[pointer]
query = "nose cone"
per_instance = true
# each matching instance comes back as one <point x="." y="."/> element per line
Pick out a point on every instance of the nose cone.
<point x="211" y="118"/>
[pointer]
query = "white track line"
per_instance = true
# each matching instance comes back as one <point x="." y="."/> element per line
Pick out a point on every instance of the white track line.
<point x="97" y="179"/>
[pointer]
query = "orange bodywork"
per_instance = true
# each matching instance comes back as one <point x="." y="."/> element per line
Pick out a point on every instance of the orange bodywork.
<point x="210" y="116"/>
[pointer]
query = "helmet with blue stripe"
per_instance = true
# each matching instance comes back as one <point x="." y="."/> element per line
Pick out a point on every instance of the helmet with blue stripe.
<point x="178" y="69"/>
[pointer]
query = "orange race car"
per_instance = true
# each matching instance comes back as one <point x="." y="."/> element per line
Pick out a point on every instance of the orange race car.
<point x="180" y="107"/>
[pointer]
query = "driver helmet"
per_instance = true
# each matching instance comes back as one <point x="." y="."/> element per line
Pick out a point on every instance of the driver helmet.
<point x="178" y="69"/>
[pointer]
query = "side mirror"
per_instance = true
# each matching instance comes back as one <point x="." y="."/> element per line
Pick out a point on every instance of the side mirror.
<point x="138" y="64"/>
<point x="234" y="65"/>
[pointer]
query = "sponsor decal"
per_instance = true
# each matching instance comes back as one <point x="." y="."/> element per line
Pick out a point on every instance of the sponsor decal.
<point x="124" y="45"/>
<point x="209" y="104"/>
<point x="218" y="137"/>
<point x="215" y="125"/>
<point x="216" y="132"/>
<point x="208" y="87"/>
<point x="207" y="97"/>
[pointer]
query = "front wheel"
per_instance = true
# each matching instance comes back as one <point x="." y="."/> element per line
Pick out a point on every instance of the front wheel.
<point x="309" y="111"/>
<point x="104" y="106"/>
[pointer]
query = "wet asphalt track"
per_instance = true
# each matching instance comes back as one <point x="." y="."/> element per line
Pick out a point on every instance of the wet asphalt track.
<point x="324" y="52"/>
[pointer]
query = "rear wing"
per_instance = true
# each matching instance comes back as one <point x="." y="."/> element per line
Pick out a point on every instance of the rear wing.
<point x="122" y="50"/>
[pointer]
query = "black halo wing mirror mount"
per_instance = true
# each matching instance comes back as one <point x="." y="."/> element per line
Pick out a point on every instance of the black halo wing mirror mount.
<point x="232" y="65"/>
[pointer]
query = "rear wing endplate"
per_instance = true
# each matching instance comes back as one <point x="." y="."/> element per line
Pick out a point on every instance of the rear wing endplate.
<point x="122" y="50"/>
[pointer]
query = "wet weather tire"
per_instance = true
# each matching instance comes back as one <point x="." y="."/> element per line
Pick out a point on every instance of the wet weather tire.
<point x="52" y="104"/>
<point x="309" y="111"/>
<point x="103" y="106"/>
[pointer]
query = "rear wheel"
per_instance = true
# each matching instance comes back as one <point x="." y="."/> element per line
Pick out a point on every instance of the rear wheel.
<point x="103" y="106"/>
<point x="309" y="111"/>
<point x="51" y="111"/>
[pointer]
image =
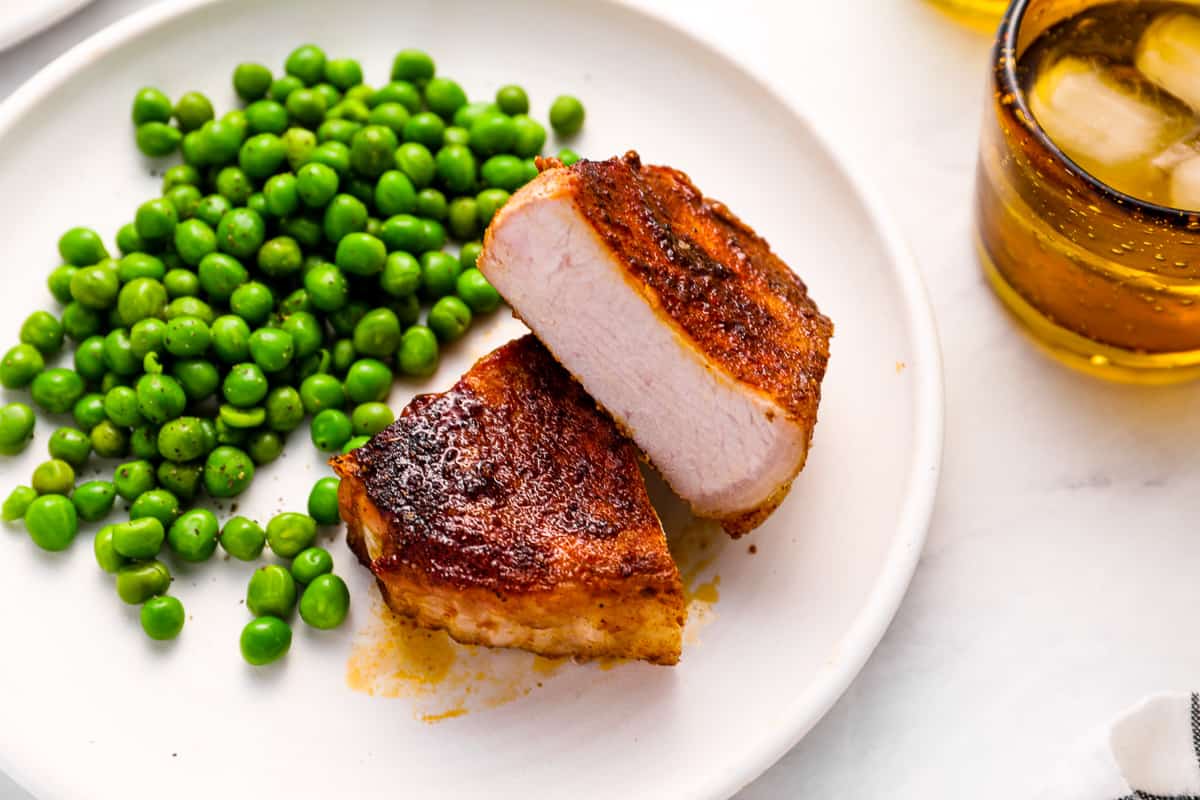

# Work to be completed
Which lines in the records contain the word "mirror"? Pull out each one.

# Written solution
query = "side mirror"
Pick out a point on every instance of the side mirror.
query = "black halo wing mirror mount"
Pick out a point on every instance of the black halo wing mirror mount.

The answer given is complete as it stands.